*TEXT FOR ANALYSIS*:
☆ ☆ ☆ ☆ ☆
We should value our native hares much more than we do

COUNTRY FILE

AT the sight of the hare my mind went back to the first time I saw one close at hand. I was just a child when my father brought that long, limp body back from the fields. He had never been a shooting man, but for some reason had acquired a rifle. I already saw him kill a crow with it, and had no doubt he would provide an endless supply of wild animals for the kitchen.

But then came the hare. When he held it by the back feet its ears reached the ground and when he held it by the ears the feet were dragging.

As hares go, it was up there with the best. The fur was indescribably soft. The eyes were round, even in death. They were of such a deep, deep brown colour I thought there must be no end to the creature, that still it must course through some wild spirit country even if its days within our fields were over.

And even then I thought about those hare-less fields, where life had been and now was no more.

I still wanted to eat it, to have it roasted in the oven or broiled or as tender steaks fried. In the end it was hung in the shed until it started to smell, at which time it went up the road and into the ditch, where a hungry fox likely found what was left.
☆ ☆ ☆ ☆ ☆
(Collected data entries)
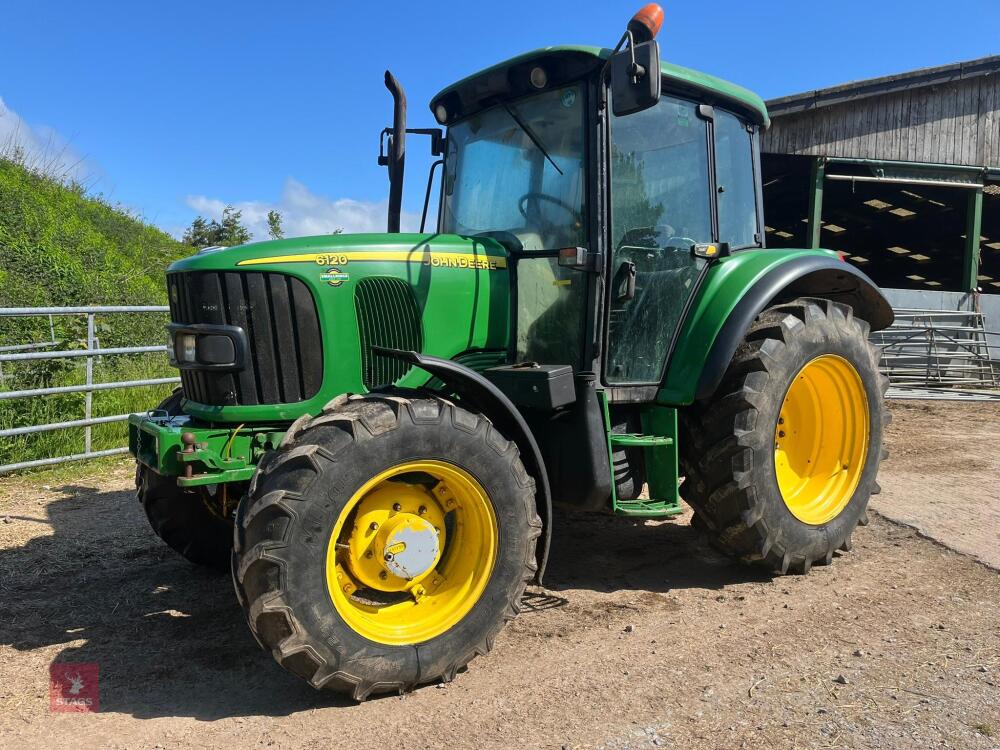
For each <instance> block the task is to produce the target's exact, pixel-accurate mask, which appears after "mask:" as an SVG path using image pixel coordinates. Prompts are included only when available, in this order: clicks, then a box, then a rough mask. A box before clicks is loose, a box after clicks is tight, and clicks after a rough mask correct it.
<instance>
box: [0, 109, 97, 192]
mask: <svg viewBox="0 0 1000 750" xmlns="http://www.w3.org/2000/svg"><path fill="white" fill-rule="evenodd" d="M0 157H6V158H8V159H12V160H14V161H17V162H19V163H20V164H23V165H24V166H25V167H27V168H28V169H31V170H33V171H36V172H42V173H44V174H47V175H49V176H51V177H55V178H57V179H68V180H75V181H77V182H81V183H84V184H92V183H93V182H94V181H95V180H97V179H98V177H99V176H100V173H99V170H98V169H97V168H96V167H95V165H94V164H93V163H92V162H89V161H88V160H87V159H86V158H84V157H83V156H81V155H80V153H79V152H77V151H76V149H74V148H73V147H72V146H71V145H70V142H69V141H68V140H67V139H66V138H65V137H63V136H62V135H61V134H59V133H58V132H57V131H56V130H54V129H53V128H50V127H49V126H47V125H34V126H32V125H30V124H29V123H28V122H27V121H26V120H25V119H24V118H23V117H21V116H20V115H19V114H17V112H15V111H14V110H12V109H10V108H9V107H8V106H7V105H6V103H5V102H4V100H3V97H0Z"/></svg>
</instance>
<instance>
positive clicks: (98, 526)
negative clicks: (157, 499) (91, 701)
mask: <svg viewBox="0 0 1000 750" xmlns="http://www.w3.org/2000/svg"><path fill="white" fill-rule="evenodd" d="M57 490H58V492H60V493H61V494H62V497H61V498H60V499H57V500H55V501H53V502H51V503H49V504H48V505H47V511H48V516H49V518H48V523H51V525H52V531H53V533H52V535H51V536H35V537H33V538H31V539H30V540H29V541H27V543H26V544H24V545H23V546H20V547H15V548H6V549H0V601H2V602H3V610H4V611H3V617H2V619H0V644H4V645H9V646H11V647H13V648H14V649H17V650H18V651H24V652H30V651H34V650H36V649H45V652H44V656H45V657H46V658H45V661H46V662H47V661H49V660H52V661H55V662H72V663H81V662H82V663H88V662H90V663H96V664H97V665H98V666H99V669H100V700H101V712H102V713H109V712H113V713H124V714H130V715H132V716H135V717H137V718H154V717H176V716H182V717H193V718H195V719H201V720H206V721H210V720H214V719H220V718H225V717H235V716H254V715H268V716H284V715H288V714H293V713H297V712H299V711H304V710H309V709H312V708H318V707H324V706H339V705H345V706H346V705H354V704H353V702H350V701H347V700H342V699H340V698H339V697H337V696H333V695H328V694H323V693H318V692H316V691H315V690H313V689H312V688H310V687H309V686H308V685H306V684H305V683H303V682H302V681H301V680H300V679H299V678H297V677H295V676H293V675H291V674H288V673H286V672H285V671H284V670H282V669H281V668H280V667H278V666H277V665H276V664H275V663H274V660H273V659H272V658H271V656H270V655H269V654H266V653H264V652H263V651H261V650H260V648H259V647H258V646H257V644H256V643H255V641H254V640H253V637H252V636H251V635H250V631H249V629H248V628H247V625H246V622H245V620H244V618H243V613H242V611H241V609H240V606H239V604H238V603H237V601H236V596H235V594H234V592H233V587H232V583H231V582H230V579H229V575H228V573H227V574H219V573H216V572H211V571H207V570H204V569H201V568H198V567H196V566H192V565H190V564H188V563H187V562H186V561H184V560H183V559H181V558H180V557H178V556H177V555H176V554H175V553H174V552H173V551H172V550H170V549H169V548H167V547H166V545H164V544H163V543H162V542H161V541H160V540H159V539H157V538H156V537H155V536H154V535H153V532H152V531H151V530H150V529H149V526H148V524H147V521H146V518H145V515H144V514H143V512H142V509H141V508H140V507H139V505H138V503H137V502H136V500H135V496H134V494H133V493H132V492H128V491H120V492H102V491H101V490H99V489H97V488H93V487H80V486H64V487H60V488H57ZM11 518H12V520H13V519H14V516H13V515H12V516H11ZM32 520H34V519H32ZM32 526H35V524H32ZM52 647H61V648H62V650H61V651H59V652H58V653H57V652H56V651H55V650H54V649H53V648H52ZM37 656H41V654H38V655H37ZM31 663H32V664H39V658H37V657H36V658H34V659H32V660H31ZM13 664H14V663H13V662H11V663H10V666H11V667H13ZM37 668H38V669H40V670H45V669H47V667H46V666H45V665H44V664H42V665H40V666H39V667H37ZM45 679H47V675H45V676H42V675H38V676H37V679H36V682H37V681H38V680H45Z"/></svg>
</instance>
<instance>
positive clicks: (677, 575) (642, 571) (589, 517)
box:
☆ ☆ ☆ ☆ ☆
*YOUR TASK*:
In the essay about hares above, condense the paragraph beginning "As hares go" into a shorter version that keeps its main facts.

*ANSWER TO THIS EXERCISE*:
It was one of the finest hares, with indescribably soft fur and eyes that stayed round even in death. Their deep brown color suggested the creature had no end and must still run through some wild spirit country, though its days in the fields were over.